Outro aspecto apontado pela pesquisa é que a falta de acesso ao esgotamento sanitário retira das pessoas o direito à privacidade. A maior parte dos entrevistados revelou defecar e urinar a céu aberto. Segundo a pesquisadora, eles também relataram que albergues e abrigos deixam de ser uma opção, justamente por não oferecem privacidade. “Os espaços que existem na cidade não dão conta da demanda e, mesmo quando há vagas, eles disseram não se sentir à vontade porque os banheiros não têm porta”, afirma.

De acordo com a pesquisa, para as mulheres, a situação pode ser ainda mais difícil porque, além de terem a intimidade escancarada, ainda sofrem assédio sexual. Depoimentos dão conta de que água e instalações sanitárias são, em algumas situações, colocadas como objeto de barganha em troca de favores sexuais.

“Todas essas questões fazem com que a população em situação de rua não se sinta pertencendo à sociedade. Isso fica claro porque muitos entrevistados usam o termo “sociedade” dando a entender que é algo externo a eles, da qual não fazem parte. E a falta de participação social leva ao acirramento das desigualdades”, destaca Neves.

Água, esgotamento e a desigualdade entre gêneros

Os resultados da pesquisa vão ao encontro das informações constantes do relatório Igualdade de gênero e direitos humanos à água e ao esgotamento sanitário, elaborado pelo relator especial da ONU sobre esses direitos, Léo Heller, que também é pesquisador da Fiocruz Minas. O documento destaca que água e esgotamento sanitário não estão acessíveis de forma equivalente para homens, mulheres e outras identidades de gênero e que tal situação leva a outras desigualdades.

Divulgado no fim do ano passado, o relatório aponta que, em quase todas as localidades onde há falta ou má distribuição de serviços de saneamento, a tarefa de coletar água para manter a higiene do lar é atribuída às mulheres, o que leva a outros problemas.

“Isso subtrai delas um tempo que poderia estar sendo empregado em educação e em atividades remuneradas. Tal situação reforça a dependência econômica com homens, interferindo, inclusive, na capacidade delas de pagar por serviços de água e esgotos”, explica Heller. Segundo ele, meninas e mulheres também experimentam o stress psicossocial, causado pelo medo da violência sexual, bem como de serem atacadas por animais nas zonas rurais, durante a atividade de transportar a água e ao se dirigirem a locais para defecação.

Por falta de espaços adequados, de acordo com o pesquisador, as mulheres também costumam reter a urina por longos períodos de tempo, o que pode aumentar o risco de infecções de bexiga e rins. A inadequação dos espaços públicos também atinge os transgêneros que, ao usarem instalações sanitárias separadas pelo sexo biológico, ficam expostos a agressões morais e físicas.

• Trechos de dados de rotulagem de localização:
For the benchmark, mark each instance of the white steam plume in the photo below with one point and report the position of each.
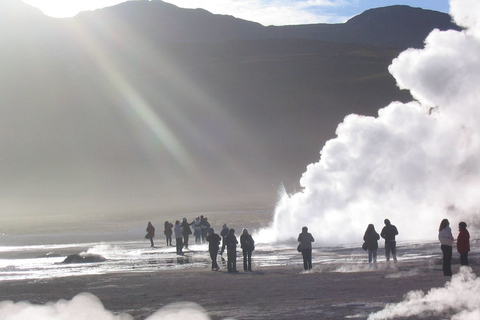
(87, 306)
(459, 299)
(415, 163)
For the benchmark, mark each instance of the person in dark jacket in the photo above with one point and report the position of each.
(248, 245)
(213, 240)
(186, 231)
(150, 233)
(388, 233)
(178, 232)
(231, 242)
(224, 233)
(463, 243)
(371, 238)
(446, 243)
(305, 247)
(168, 231)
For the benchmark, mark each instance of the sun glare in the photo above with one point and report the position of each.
(69, 8)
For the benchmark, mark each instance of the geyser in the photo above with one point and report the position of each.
(415, 163)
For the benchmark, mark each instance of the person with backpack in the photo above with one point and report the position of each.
(463, 243)
(231, 243)
(388, 233)
(371, 238)
(213, 240)
(150, 233)
(248, 245)
(305, 247)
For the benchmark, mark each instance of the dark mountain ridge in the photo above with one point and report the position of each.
(145, 105)
(395, 26)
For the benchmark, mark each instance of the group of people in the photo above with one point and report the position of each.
(204, 233)
(371, 237)
(227, 239)
(446, 244)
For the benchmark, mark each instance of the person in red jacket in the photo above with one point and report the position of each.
(463, 243)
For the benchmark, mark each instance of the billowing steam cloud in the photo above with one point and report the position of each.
(415, 163)
(459, 296)
(87, 306)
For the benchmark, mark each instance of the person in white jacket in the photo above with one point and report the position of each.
(446, 243)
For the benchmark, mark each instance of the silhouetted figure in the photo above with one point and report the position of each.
(168, 232)
(388, 233)
(248, 245)
(223, 234)
(305, 247)
(371, 238)
(150, 233)
(205, 227)
(178, 232)
(231, 243)
(197, 230)
(186, 232)
(463, 243)
(446, 242)
(213, 240)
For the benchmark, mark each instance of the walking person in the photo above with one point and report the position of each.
(446, 242)
(213, 240)
(150, 233)
(231, 243)
(248, 245)
(197, 230)
(305, 247)
(168, 233)
(371, 238)
(463, 243)
(388, 233)
(223, 234)
(178, 232)
(205, 227)
(186, 231)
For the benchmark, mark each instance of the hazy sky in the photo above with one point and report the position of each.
(266, 12)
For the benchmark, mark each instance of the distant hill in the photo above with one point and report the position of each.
(395, 26)
(145, 105)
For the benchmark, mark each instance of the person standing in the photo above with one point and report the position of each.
(197, 230)
(248, 245)
(168, 232)
(388, 233)
(446, 242)
(186, 231)
(371, 238)
(178, 232)
(463, 243)
(150, 233)
(305, 247)
(231, 243)
(224, 233)
(213, 240)
(205, 227)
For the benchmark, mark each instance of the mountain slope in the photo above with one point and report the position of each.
(101, 113)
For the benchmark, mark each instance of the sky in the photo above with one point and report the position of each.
(415, 164)
(266, 12)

• TAREFAS DO EXERCÍCIO:
A. No texto sobre saneamento, substitua "relatório" por "estudo" e reescreva o trecho entre "Água, esgotamento e" e "a outros problemas.", inclusive.
B. Retome o texto sobre saneamento a partir do ponto em que ele termina.
As linhas não têm nenhum papel nesta atividade.

• RESULTADOS POR TAREFA:
A.
Água, esgotamento e a desigualdade entre gêneros

Os resultados da pesquisa vão ao encontro das informações constantes do estudo Igualdade de gênero e direitos humanos à água e ao esgotamento sanitário, elaborado pelo relator especial da ONU sobre esses direitos, Léo Heller, que também é pesquisador da Fiocruz Minas. O documento destaca que água e esgotamento sanitário não estão acessíveis de forma equivalente para homens, mulheres e outras identidades de gênero e que tal situação leva a outras desigualdades.

Divulgado no fim do ano passado, o estudo aponta que, em quase todas as localidades onde há falta ou má distribuição de serviços de saneamento, a tarefa de coletar água para manter a higiene do lar é atribuída às mulheres, o que leva a outros problemas.

B.
Serviços

Os impactos negativos gerados pela falta de acesso à água e ao esgotamento sanitário reforçam a importância de se promover uma ampla discussão sobre a forma como esses serviços são oferecidos. Entretanto, nos últimos meses, uma série de ações aponta para mudanças na política de saneamento do Brasil sem que tenha ocorrido nenhum debate com a sociedade. Exemplo disso é edital lançado recentemente pelo o governo federal, por meio do Banco Nacional de Desenvolvimento Econômico e Social (BNDES), com o objetivo de contratar estudos técnicos para concessão à iniciativa privada de serviços de saneamento básico em 18 estados. Já no Rio de Janeiro, a Assembleia Legislativa do Estado aprovou, no mês de fevereiro, um projeto de lei permitindo a privatização da Companhia Estadual de Água e Esgoto (Cedae).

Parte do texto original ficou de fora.